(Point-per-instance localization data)
____________________
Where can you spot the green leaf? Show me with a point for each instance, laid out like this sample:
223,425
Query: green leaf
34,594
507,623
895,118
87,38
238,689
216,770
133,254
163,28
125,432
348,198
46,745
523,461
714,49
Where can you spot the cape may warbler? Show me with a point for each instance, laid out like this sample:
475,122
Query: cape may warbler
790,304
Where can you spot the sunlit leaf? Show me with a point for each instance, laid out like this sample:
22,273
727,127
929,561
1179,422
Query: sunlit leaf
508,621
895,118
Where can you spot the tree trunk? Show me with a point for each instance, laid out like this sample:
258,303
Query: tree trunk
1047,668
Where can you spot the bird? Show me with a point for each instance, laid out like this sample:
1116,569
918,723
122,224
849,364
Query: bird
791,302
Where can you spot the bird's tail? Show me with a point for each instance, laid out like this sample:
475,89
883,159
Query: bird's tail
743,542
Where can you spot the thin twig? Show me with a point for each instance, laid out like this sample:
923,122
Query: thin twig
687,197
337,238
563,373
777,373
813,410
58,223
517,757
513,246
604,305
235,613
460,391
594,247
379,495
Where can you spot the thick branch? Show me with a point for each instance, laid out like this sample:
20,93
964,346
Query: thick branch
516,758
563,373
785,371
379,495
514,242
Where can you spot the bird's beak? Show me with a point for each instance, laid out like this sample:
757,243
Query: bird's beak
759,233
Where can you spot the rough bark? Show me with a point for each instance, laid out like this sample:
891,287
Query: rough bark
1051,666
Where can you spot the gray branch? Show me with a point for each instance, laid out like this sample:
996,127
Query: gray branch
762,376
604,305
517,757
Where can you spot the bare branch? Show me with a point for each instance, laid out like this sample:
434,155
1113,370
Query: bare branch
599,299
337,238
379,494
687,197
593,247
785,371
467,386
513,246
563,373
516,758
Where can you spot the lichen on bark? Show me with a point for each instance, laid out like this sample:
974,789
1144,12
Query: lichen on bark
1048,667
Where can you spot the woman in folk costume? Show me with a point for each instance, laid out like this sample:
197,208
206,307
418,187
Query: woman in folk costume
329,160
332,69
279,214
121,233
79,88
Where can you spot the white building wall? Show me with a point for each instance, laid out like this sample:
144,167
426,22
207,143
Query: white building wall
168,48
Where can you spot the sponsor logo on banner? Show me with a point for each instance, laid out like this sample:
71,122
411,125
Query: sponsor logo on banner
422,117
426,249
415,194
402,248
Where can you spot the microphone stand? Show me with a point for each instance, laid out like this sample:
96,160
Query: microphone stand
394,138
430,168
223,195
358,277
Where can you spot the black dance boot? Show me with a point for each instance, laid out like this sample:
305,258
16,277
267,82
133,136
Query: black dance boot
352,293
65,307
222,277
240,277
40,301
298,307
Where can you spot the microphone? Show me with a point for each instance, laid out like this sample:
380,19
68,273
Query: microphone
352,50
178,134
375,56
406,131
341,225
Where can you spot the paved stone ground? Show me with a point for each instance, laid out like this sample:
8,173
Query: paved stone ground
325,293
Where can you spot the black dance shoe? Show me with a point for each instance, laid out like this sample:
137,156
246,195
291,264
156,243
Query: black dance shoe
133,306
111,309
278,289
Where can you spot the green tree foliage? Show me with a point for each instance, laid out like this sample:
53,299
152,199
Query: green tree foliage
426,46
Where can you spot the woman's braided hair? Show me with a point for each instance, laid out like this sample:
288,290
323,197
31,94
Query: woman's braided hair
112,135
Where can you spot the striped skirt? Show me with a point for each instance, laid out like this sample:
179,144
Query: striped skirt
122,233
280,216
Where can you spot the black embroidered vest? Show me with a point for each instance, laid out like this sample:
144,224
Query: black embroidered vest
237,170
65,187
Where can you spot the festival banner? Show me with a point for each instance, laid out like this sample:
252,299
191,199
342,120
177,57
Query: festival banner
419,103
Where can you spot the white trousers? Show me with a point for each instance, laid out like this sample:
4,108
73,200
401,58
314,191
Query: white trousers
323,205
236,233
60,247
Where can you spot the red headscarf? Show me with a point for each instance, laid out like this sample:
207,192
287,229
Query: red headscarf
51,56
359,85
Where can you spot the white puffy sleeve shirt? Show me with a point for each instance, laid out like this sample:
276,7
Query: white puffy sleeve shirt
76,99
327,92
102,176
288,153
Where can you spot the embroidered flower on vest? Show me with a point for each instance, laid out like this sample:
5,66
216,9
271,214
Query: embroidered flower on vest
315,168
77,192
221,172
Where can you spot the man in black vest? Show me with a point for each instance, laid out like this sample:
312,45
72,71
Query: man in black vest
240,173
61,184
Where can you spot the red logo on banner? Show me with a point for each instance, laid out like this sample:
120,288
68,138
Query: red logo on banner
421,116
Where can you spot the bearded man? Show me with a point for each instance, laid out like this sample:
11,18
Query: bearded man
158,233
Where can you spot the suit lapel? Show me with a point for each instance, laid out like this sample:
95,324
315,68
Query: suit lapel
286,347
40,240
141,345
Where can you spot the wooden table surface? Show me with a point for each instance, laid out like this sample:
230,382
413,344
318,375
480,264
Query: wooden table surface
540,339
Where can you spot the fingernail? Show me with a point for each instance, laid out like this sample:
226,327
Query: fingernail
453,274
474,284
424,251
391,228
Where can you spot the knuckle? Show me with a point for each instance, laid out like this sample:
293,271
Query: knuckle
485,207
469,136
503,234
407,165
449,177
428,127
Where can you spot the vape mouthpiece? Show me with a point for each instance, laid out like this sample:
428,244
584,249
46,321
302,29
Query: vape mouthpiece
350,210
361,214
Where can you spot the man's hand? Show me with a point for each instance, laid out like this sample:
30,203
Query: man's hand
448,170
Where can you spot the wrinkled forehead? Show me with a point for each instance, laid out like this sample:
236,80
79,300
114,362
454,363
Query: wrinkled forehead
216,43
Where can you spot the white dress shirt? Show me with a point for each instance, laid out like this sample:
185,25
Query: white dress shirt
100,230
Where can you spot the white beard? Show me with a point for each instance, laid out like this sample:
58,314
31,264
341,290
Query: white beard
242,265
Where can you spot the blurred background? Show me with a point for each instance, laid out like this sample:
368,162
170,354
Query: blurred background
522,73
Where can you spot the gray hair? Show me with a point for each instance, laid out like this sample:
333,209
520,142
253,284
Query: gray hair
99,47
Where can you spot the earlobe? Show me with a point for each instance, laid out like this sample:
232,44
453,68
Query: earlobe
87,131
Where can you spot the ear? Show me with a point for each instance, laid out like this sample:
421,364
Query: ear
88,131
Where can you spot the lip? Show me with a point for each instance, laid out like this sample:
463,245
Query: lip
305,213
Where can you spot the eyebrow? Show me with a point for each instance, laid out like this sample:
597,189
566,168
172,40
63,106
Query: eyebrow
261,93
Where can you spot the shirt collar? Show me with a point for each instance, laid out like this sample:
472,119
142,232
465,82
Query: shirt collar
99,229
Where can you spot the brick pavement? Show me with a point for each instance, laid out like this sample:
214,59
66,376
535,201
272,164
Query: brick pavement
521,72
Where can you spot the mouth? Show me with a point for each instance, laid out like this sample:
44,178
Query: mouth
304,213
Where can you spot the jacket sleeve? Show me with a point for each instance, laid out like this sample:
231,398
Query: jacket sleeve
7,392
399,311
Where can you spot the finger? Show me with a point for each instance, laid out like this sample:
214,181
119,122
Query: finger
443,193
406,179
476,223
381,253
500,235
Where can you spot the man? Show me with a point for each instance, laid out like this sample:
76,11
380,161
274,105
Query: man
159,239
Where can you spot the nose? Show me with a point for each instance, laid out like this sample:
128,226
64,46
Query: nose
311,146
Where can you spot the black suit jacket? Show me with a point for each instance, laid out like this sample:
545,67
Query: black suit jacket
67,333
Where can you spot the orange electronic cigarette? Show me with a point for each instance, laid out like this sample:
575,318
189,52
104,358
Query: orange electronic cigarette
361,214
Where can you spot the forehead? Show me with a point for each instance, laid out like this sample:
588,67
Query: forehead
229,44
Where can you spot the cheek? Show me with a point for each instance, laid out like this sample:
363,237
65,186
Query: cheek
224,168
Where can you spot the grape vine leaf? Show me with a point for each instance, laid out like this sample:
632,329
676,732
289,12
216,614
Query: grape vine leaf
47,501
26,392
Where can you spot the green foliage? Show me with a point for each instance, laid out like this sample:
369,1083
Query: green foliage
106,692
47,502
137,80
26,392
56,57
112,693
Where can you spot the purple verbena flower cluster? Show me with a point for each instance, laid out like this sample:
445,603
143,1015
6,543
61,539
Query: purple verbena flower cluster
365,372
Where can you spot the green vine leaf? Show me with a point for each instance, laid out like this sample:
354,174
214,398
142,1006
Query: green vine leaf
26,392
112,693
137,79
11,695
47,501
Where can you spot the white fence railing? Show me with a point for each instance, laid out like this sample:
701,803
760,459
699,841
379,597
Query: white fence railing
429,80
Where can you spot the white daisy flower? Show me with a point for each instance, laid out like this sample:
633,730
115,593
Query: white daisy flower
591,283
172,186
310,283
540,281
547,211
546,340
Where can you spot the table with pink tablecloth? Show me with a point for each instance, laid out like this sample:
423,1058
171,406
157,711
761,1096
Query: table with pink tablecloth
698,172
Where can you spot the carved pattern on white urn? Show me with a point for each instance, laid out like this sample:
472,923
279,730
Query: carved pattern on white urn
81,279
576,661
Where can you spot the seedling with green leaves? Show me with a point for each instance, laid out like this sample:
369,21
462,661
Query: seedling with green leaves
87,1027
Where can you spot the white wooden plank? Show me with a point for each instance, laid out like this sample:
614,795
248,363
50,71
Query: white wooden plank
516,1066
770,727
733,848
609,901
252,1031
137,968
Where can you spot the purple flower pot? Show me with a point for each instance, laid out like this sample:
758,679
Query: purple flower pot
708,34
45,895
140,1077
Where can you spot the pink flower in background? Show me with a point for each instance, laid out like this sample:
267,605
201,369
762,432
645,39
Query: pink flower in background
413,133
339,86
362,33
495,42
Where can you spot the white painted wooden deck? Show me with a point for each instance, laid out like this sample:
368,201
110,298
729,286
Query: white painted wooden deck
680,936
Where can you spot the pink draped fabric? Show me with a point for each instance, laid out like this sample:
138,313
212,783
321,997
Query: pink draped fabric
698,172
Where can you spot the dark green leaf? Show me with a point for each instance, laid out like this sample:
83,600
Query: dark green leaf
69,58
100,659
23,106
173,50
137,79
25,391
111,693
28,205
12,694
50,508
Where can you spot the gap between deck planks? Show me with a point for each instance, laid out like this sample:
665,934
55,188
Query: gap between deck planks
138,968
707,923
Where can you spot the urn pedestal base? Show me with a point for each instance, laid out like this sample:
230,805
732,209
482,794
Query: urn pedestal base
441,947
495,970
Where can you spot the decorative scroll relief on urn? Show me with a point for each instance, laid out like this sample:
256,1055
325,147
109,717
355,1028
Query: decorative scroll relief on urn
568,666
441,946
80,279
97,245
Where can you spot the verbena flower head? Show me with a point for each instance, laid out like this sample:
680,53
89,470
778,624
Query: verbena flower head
____________________
Assignment:
Starting at the line that has "Where can you spot the orange" in the records above, restate word for word every line until the one that has "Where can you spot the forehead?", and include that one as well.

Answer below:
Where can you spot the orange electronic cigarette? Show me with a point for each instance, laid out like this sample:
575,318
189,52
104,358
Query: orange electronic cigarette
361,214
Where can you spot the forehead? Show me with a point for each instance, laid out like this sample:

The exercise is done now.